DATASET EXCERPTS:
□ □ □ □
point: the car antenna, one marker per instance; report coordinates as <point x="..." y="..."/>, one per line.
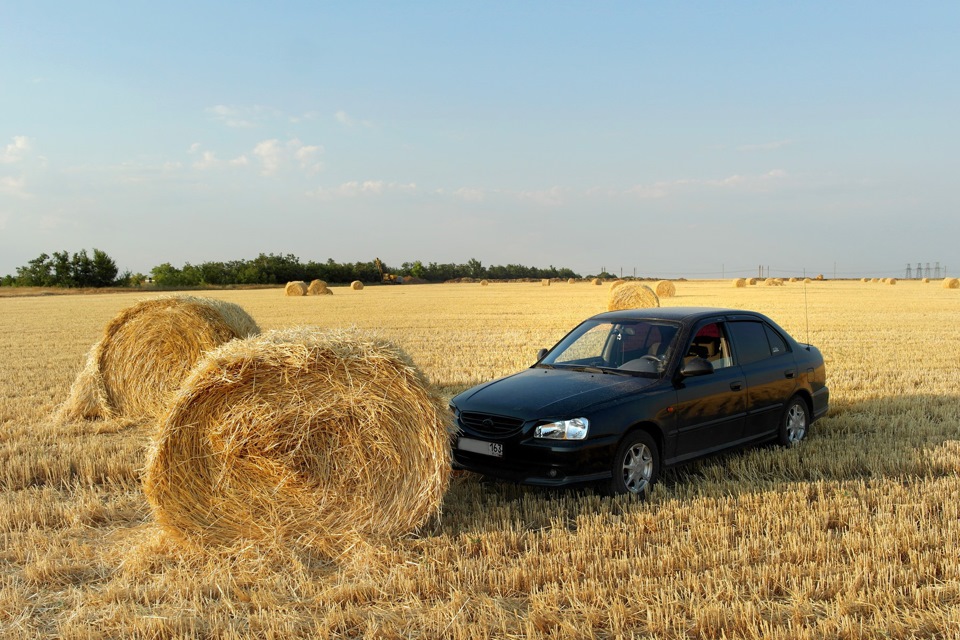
<point x="806" y="308"/>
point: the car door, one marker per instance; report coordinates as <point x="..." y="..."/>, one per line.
<point x="770" y="371"/>
<point x="711" y="408"/>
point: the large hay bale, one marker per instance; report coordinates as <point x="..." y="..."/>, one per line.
<point x="665" y="289"/>
<point x="317" y="288"/>
<point x="296" y="288"/>
<point x="145" y="353"/>
<point x="322" y="437"/>
<point x="632" y="295"/>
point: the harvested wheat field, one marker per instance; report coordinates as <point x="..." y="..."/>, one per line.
<point x="853" y="534"/>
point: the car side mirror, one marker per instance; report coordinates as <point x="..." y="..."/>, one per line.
<point x="696" y="367"/>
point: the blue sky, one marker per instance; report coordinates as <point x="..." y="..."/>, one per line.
<point x="677" y="139"/>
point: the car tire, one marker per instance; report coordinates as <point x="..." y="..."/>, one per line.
<point x="794" y="423"/>
<point x="636" y="465"/>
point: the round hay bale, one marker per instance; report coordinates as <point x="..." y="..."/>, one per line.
<point x="326" y="438"/>
<point x="632" y="295"/>
<point x="317" y="288"/>
<point x="665" y="289"/>
<point x="296" y="288"/>
<point x="145" y="353"/>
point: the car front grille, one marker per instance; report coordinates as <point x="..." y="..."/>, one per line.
<point x="491" y="425"/>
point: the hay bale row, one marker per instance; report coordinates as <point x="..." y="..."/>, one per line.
<point x="632" y="295"/>
<point x="323" y="437"/>
<point x="146" y="351"/>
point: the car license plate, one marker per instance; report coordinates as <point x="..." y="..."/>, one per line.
<point x="494" y="449"/>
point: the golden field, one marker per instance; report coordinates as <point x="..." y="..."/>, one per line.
<point x="853" y="534"/>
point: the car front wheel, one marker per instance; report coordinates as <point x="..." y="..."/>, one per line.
<point x="794" y="423"/>
<point x="636" y="465"/>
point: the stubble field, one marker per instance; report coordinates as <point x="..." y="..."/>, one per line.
<point x="853" y="534"/>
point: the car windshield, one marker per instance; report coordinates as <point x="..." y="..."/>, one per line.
<point x="632" y="346"/>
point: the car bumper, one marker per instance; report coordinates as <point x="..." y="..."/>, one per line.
<point x="541" y="463"/>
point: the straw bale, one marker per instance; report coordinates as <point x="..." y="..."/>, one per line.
<point x="146" y="351"/>
<point x="325" y="438"/>
<point x="296" y="288"/>
<point x="317" y="288"/>
<point x="665" y="289"/>
<point x="632" y="295"/>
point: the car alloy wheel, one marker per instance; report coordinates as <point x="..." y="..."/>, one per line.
<point x="793" y="427"/>
<point x="636" y="464"/>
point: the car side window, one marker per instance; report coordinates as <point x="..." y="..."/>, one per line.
<point x="750" y="340"/>
<point x="710" y="343"/>
<point x="778" y="346"/>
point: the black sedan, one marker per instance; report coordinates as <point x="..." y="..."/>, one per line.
<point x="628" y="393"/>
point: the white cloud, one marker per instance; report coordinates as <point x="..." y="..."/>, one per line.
<point x="15" y="151"/>
<point x="765" y="146"/>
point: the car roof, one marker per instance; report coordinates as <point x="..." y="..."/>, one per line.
<point x="678" y="314"/>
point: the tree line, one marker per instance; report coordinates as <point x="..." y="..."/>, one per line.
<point x="99" y="270"/>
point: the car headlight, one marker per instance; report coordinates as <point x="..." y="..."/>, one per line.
<point x="574" y="429"/>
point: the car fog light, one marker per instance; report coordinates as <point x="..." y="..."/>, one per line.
<point x="575" y="429"/>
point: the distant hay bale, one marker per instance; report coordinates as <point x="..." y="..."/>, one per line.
<point x="145" y="353"/>
<point x="296" y="288"/>
<point x="665" y="289"/>
<point x="323" y="438"/>
<point x="317" y="288"/>
<point x="632" y="295"/>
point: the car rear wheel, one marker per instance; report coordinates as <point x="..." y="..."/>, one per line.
<point x="636" y="465"/>
<point x="794" y="423"/>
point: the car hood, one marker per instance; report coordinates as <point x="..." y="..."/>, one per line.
<point x="548" y="393"/>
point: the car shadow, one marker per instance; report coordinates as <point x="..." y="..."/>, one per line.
<point x="902" y="438"/>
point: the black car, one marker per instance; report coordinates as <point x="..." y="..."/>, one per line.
<point x="628" y="393"/>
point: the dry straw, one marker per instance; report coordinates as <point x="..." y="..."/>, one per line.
<point x="632" y="295"/>
<point x="324" y="438"/>
<point x="296" y="288"/>
<point x="145" y="353"/>
<point x="665" y="289"/>
<point x="318" y="288"/>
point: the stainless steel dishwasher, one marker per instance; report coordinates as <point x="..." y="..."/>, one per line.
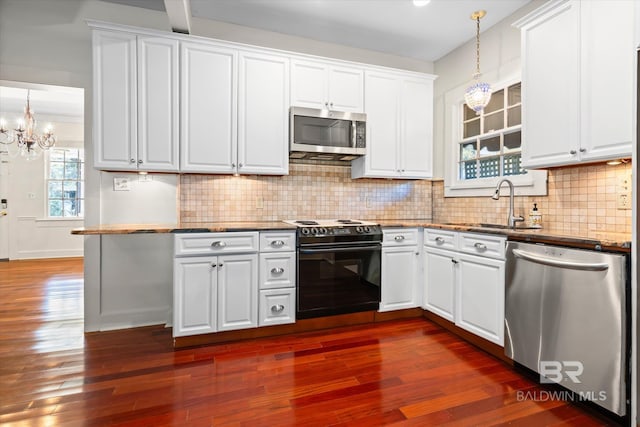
<point x="566" y="318"/>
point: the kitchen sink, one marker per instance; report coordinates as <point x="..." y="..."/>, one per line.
<point x="487" y="225"/>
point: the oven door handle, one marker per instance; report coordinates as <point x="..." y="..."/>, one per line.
<point x="343" y="249"/>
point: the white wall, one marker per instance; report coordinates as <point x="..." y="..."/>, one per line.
<point x="499" y="60"/>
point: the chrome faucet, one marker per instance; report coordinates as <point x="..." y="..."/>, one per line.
<point x="511" y="219"/>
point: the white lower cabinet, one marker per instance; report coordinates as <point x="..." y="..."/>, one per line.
<point x="195" y="295"/>
<point x="400" y="269"/>
<point x="439" y="271"/>
<point x="221" y="282"/>
<point x="237" y="292"/>
<point x="480" y="297"/>
<point x="465" y="284"/>
<point x="214" y="294"/>
<point x="278" y="277"/>
<point x="277" y="306"/>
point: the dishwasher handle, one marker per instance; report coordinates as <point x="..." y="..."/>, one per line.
<point x="554" y="262"/>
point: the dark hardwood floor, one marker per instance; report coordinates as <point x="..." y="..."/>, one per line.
<point x="410" y="372"/>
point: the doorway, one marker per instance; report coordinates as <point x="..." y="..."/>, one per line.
<point x="42" y="188"/>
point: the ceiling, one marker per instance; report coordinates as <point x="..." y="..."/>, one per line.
<point x="390" y="26"/>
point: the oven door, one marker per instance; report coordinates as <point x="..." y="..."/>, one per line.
<point x="338" y="280"/>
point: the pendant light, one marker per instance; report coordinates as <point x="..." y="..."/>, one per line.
<point x="478" y="95"/>
<point x="28" y="142"/>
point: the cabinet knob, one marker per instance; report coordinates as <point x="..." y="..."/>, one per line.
<point x="277" y="308"/>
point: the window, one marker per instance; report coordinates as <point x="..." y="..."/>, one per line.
<point x="491" y="140"/>
<point x="65" y="183"/>
<point x="485" y="147"/>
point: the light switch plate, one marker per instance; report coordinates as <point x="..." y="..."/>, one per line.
<point x="121" y="183"/>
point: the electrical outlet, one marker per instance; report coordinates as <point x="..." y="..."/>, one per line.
<point x="623" y="192"/>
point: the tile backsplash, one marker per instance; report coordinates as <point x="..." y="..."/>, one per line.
<point x="309" y="191"/>
<point x="580" y="199"/>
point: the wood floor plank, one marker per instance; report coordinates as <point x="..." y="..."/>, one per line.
<point x="402" y="372"/>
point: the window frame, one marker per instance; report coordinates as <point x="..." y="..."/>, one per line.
<point x="47" y="179"/>
<point x="533" y="183"/>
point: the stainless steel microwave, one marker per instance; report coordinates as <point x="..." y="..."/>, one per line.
<point x="326" y="135"/>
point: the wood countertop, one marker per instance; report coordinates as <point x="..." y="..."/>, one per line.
<point x="595" y="240"/>
<point x="191" y="227"/>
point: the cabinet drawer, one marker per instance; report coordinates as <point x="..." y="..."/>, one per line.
<point x="215" y="243"/>
<point x="399" y="237"/>
<point x="277" y="270"/>
<point x="443" y="239"/>
<point x="482" y="244"/>
<point x="277" y="241"/>
<point x="277" y="307"/>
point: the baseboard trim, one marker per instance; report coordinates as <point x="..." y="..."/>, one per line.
<point x="491" y="348"/>
<point x="302" y="325"/>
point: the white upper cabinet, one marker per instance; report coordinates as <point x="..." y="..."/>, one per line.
<point x="399" y="112"/>
<point x="263" y="119"/>
<point x="577" y="80"/>
<point x="607" y="78"/>
<point x="327" y="85"/>
<point x="208" y="118"/>
<point x="158" y="134"/>
<point x="135" y="102"/>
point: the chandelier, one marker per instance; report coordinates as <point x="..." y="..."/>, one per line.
<point x="477" y="95"/>
<point x="29" y="143"/>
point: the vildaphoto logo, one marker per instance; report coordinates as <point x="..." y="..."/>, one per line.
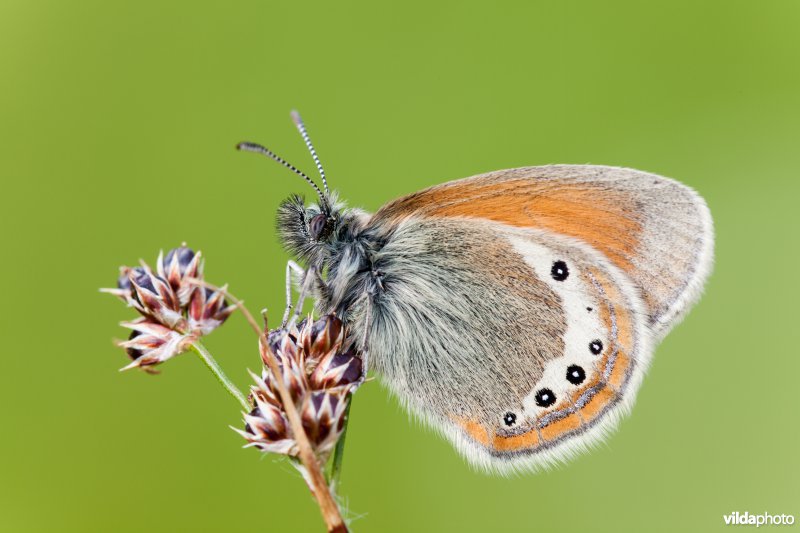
<point x="746" y="519"/>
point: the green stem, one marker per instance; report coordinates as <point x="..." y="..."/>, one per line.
<point x="212" y="365"/>
<point x="338" y="453"/>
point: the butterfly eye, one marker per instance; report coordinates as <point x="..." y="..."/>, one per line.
<point x="596" y="346"/>
<point x="560" y="272"/>
<point x="318" y="226"/>
<point x="575" y="374"/>
<point x="545" y="398"/>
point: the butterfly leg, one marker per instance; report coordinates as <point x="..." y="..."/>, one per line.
<point x="291" y="267"/>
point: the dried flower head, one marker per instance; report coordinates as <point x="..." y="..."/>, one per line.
<point x="175" y="309"/>
<point x="319" y="375"/>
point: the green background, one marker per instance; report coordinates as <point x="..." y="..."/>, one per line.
<point x="117" y="127"/>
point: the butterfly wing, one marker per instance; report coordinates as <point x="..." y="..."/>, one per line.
<point x="517" y="308"/>
<point x="658" y="231"/>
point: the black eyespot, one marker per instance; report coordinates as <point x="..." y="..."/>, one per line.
<point x="560" y="272"/>
<point x="596" y="346"/>
<point x="575" y="374"/>
<point x="317" y="226"/>
<point x="545" y="398"/>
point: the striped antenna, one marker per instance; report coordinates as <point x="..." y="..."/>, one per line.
<point x="303" y="133"/>
<point x="257" y="148"/>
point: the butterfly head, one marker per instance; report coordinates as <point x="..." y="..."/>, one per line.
<point x="309" y="232"/>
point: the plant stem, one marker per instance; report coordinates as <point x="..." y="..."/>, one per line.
<point x="318" y="485"/>
<point x="212" y="365"/>
<point x="338" y="453"/>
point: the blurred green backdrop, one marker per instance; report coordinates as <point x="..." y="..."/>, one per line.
<point x="117" y="126"/>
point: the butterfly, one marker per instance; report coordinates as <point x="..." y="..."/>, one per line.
<point x="517" y="311"/>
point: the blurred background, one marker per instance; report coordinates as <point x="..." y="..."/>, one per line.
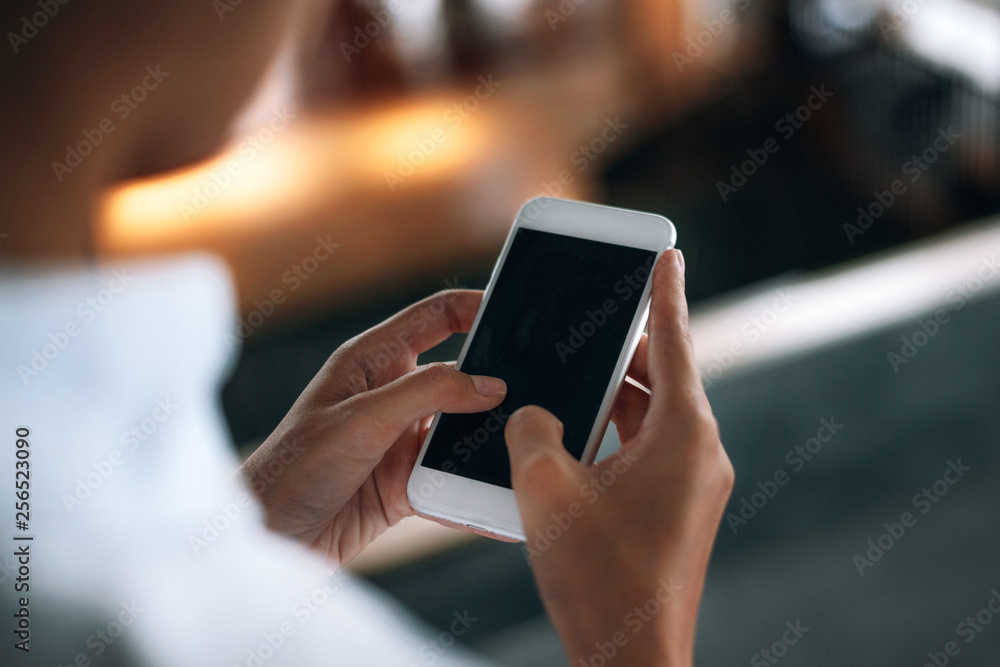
<point x="833" y="170"/>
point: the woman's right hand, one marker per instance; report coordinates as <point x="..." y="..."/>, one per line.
<point x="620" y="549"/>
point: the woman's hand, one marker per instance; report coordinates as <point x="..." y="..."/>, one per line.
<point x="620" y="549"/>
<point x="333" y="474"/>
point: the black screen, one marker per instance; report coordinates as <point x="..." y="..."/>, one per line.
<point x="553" y="329"/>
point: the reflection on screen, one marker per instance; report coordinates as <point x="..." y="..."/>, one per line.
<point x="554" y="326"/>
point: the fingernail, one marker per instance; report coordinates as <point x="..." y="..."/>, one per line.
<point x="489" y="386"/>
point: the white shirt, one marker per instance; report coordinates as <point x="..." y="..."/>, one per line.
<point x="147" y="548"/>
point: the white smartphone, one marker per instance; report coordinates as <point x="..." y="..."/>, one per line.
<point x="559" y="322"/>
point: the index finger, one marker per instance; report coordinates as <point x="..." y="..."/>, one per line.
<point x="673" y="374"/>
<point x="430" y="321"/>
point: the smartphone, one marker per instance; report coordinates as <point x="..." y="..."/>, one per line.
<point x="559" y="322"/>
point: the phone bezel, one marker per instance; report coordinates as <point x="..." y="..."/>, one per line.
<point x="493" y="509"/>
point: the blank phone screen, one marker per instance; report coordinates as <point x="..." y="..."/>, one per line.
<point x="553" y="330"/>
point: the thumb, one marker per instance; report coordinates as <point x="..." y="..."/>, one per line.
<point x="542" y="471"/>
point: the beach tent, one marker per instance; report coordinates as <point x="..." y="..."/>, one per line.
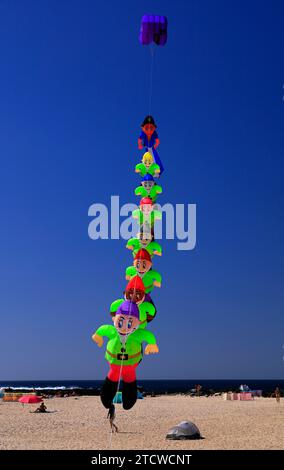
<point x="184" y="430"/>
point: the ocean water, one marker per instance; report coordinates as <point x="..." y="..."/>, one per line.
<point x="157" y="386"/>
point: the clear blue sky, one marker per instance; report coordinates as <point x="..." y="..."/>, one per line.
<point x="73" y="91"/>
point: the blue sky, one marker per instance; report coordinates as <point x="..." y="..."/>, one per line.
<point x="74" y="87"/>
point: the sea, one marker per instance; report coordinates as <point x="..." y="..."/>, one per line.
<point x="150" y="386"/>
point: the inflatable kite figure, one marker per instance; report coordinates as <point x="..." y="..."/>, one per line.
<point x="142" y="265"/>
<point x="149" y="140"/>
<point x="147" y="311"/>
<point x="152" y="247"/>
<point x="153" y="29"/>
<point x="146" y="213"/>
<point x="148" y="188"/>
<point x="148" y="166"/>
<point x="123" y="353"/>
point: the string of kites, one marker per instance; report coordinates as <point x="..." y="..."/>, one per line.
<point x="132" y="313"/>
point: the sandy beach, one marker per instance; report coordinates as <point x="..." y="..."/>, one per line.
<point x="80" y="423"/>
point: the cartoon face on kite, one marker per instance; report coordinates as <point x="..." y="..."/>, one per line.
<point x="148" y="183"/>
<point x="148" y="126"/>
<point x="135" y="290"/>
<point x="153" y="29"/>
<point x="142" y="262"/>
<point x="147" y="159"/>
<point x="145" y="237"/>
<point x="146" y="206"/>
<point x="126" y="320"/>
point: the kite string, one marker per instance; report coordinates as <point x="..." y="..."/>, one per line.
<point x="120" y="370"/>
<point x="150" y="105"/>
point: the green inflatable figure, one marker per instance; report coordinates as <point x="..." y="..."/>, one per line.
<point x="146" y="215"/>
<point x="135" y="291"/>
<point x="142" y="266"/>
<point x="123" y="353"/>
<point x="136" y="244"/>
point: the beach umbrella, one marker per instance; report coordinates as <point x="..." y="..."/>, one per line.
<point x="184" y="430"/>
<point x="30" y="399"/>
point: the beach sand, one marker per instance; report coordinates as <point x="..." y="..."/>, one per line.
<point x="81" y="424"/>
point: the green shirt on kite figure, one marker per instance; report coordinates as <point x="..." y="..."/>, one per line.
<point x="142" y="265"/>
<point x="135" y="244"/>
<point x="146" y="213"/>
<point x="123" y="353"/>
<point x="135" y="292"/>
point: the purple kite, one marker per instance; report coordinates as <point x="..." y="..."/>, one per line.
<point x="153" y="29"/>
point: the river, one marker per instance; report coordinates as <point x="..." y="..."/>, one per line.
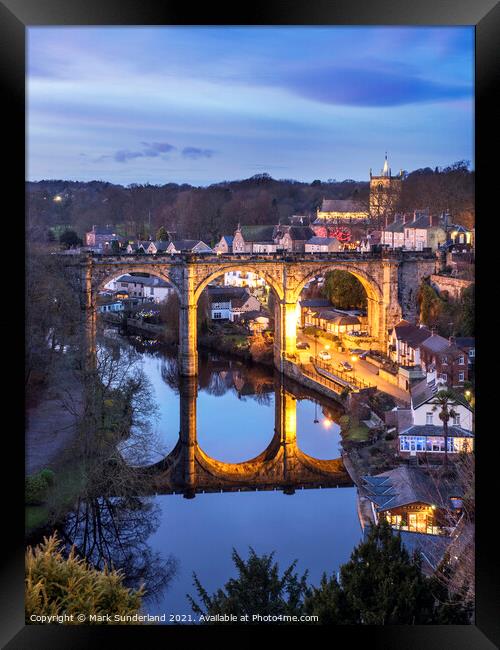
<point x="235" y="421"/>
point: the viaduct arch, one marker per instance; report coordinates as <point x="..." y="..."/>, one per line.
<point x="390" y="279"/>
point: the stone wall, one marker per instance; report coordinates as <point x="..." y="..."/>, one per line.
<point x="411" y="274"/>
<point x="452" y="286"/>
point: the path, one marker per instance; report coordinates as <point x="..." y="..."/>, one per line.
<point x="362" y="369"/>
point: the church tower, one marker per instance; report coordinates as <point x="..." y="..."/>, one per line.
<point x="385" y="192"/>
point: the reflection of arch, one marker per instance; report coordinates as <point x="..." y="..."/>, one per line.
<point x="244" y="469"/>
<point x="115" y="272"/>
<point x="276" y="286"/>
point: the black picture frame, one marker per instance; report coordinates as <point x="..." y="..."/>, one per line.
<point x="15" y="17"/>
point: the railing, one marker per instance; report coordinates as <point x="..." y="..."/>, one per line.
<point x="342" y="374"/>
<point x="324" y="381"/>
<point x="283" y="256"/>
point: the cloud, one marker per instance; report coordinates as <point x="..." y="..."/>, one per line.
<point x="149" y="150"/>
<point x="362" y="86"/>
<point x="195" y="152"/>
<point x="153" y="149"/>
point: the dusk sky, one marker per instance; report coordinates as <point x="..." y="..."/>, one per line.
<point x="205" y="104"/>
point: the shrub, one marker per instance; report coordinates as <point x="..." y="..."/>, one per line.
<point x="55" y="585"/>
<point x="48" y="475"/>
<point x="35" y="490"/>
<point x="344" y="422"/>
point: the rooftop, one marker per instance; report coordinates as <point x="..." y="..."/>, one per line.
<point x="434" y="430"/>
<point x="257" y="233"/>
<point x="404" y="485"/>
<point x="342" y="205"/>
<point x="322" y="241"/>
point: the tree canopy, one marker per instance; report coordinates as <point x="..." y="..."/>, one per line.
<point x="344" y="290"/>
<point x="381" y="584"/>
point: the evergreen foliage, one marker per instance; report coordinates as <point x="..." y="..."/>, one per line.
<point x="55" y="585"/>
<point x="344" y="290"/>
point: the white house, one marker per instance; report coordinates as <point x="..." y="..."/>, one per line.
<point x="155" y="247"/>
<point x="111" y="307"/>
<point x="423" y="401"/>
<point x="187" y="246"/>
<point x="322" y="245"/>
<point x="147" y="288"/>
<point x="243" y="279"/>
<point x="404" y="343"/>
<point x="230" y="303"/>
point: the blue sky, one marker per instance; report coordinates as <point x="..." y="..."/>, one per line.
<point x="205" y="104"/>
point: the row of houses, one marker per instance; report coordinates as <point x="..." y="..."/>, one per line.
<point x="275" y="239"/>
<point x="231" y="303"/>
<point x="139" y="288"/>
<point x="447" y="360"/>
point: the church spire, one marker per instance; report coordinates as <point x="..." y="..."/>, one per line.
<point x="385" y="170"/>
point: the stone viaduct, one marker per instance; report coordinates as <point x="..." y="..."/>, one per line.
<point x="282" y="465"/>
<point x="391" y="280"/>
□ □ □ □
GIVEN TASK:
Copy out, word for word, everything from the line containing "point: the cloud, one", that line included, down to the end of the listing.

TASK OUTPUT:
point: the cloud, one marker per instance; report coordinates as <point x="..." y="..."/>, one per line.
<point x="149" y="150"/>
<point x="362" y="86"/>
<point x="195" y="152"/>
<point x="153" y="149"/>
point: the dusk sky, one marker per instance; report coordinates as <point x="..." y="..."/>, one per line.
<point x="205" y="104"/>
point: the shrub, one marker per instance; report coordinates as <point x="..." y="..."/>, one per line.
<point x="55" y="585"/>
<point x="48" y="475"/>
<point x="35" y="490"/>
<point x="344" y="422"/>
point: the rooftop, one marker per instance; report coordinates as <point x="..." y="..."/>, one per line.
<point x="434" y="430"/>
<point x="257" y="233"/>
<point x="404" y="485"/>
<point x="342" y="205"/>
<point x="322" y="241"/>
point: the tree canopy, one marker per instance; report coordinates as <point x="..." y="..."/>, one per line.
<point x="344" y="290"/>
<point x="381" y="584"/>
point: the evergreen foliage, one marker per instance; report coordinates as <point x="..." y="..."/>, one per line.
<point x="55" y="585"/>
<point x="344" y="290"/>
point: the white house, one marker per instance; report coordinates as <point x="..." y="..."/>, one per line.
<point x="155" y="247"/>
<point x="111" y="307"/>
<point x="423" y="401"/>
<point x="187" y="246"/>
<point x="322" y="245"/>
<point x="147" y="288"/>
<point x="243" y="279"/>
<point x="404" y="343"/>
<point x="230" y="303"/>
point: the blue sky, one marker per instance; report coordinates as <point x="..." y="..."/>, one per line.
<point x="205" y="104"/>
point: the row of houses, one marker per instance; report coordinates as <point x="..." y="..."/>, one per line.
<point x="275" y="239"/>
<point x="231" y="303"/>
<point x="139" y="288"/>
<point x="447" y="360"/>
point: the church spire, one marker per instance; report coordinates as <point x="..." y="..."/>, one per line.
<point x="385" y="170"/>
point: the stone viaduct, one marker per instance; report coordinates as <point x="..." y="..."/>, one per line.
<point x="282" y="465"/>
<point x="391" y="280"/>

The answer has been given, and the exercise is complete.